▶ DATA SUPPLIED
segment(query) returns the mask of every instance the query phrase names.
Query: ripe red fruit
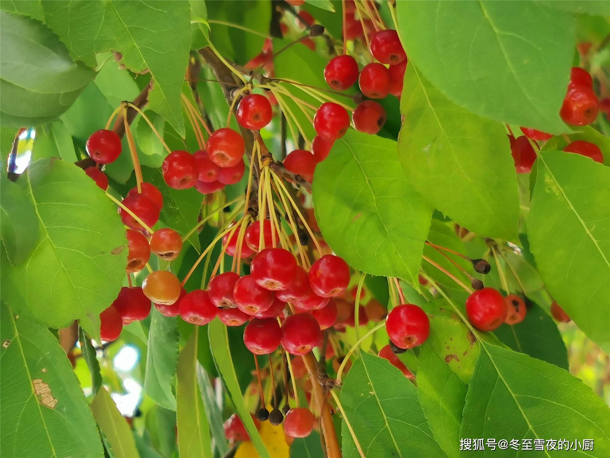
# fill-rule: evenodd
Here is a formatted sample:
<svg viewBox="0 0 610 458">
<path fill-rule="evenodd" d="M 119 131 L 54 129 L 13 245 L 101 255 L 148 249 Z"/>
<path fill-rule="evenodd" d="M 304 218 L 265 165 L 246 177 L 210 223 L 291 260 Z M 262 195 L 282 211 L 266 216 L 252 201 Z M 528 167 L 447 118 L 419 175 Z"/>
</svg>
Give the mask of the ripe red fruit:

▶ WHAT YOU SHOULD DO
Please rewrite the rows above with every "ripe red fruit" changed to "ripe strawberry", keeping everything else unchanged. Leave the pictures out of your answer.

▶ REPLY
segment(query) returns the mask of every instance the query phrase names.
Query: ripe strawberry
# fill-rule: evenodd
Here is a formatted sample:
<svg viewBox="0 0 610 458">
<path fill-rule="evenodd" d="M 119 131 L 54 129 L 13 245 L 101 255 L 148 249 Z"/>
<path fill-rule="evenodd" d="M 304 218 L 265 165 L 246 177 L 210 223 L 291 260 Z M 262 195 L 282 211 L 266 216 L 252 201 Z M 528 167 L 447 118 L 419 175 Z"/>
</svg>
Give the mask of the ripe strawberry:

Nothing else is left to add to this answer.